TASK PROMPT:
Swap "innermost point" for "deepest interior point" in the data, beginning at its first line and stopping after the line that contains "# for each instance, mark", and leave everything else unchanged. Give only those lines, and leave the pictures out of your answer.

— begin —

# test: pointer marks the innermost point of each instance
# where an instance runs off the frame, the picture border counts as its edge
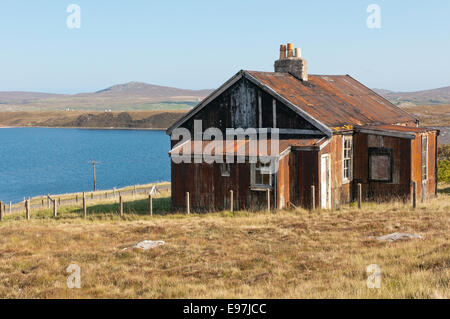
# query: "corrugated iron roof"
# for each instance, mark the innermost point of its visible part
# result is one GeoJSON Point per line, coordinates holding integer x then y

— end —

THE RESULT:
# test: pointer marks the deepest interior point of each instance
# where an instance runs off the frame, the picture border counts as its edge
# query: "corrugated iron roof"
# for each instance, mark the deepest interior point of its visible part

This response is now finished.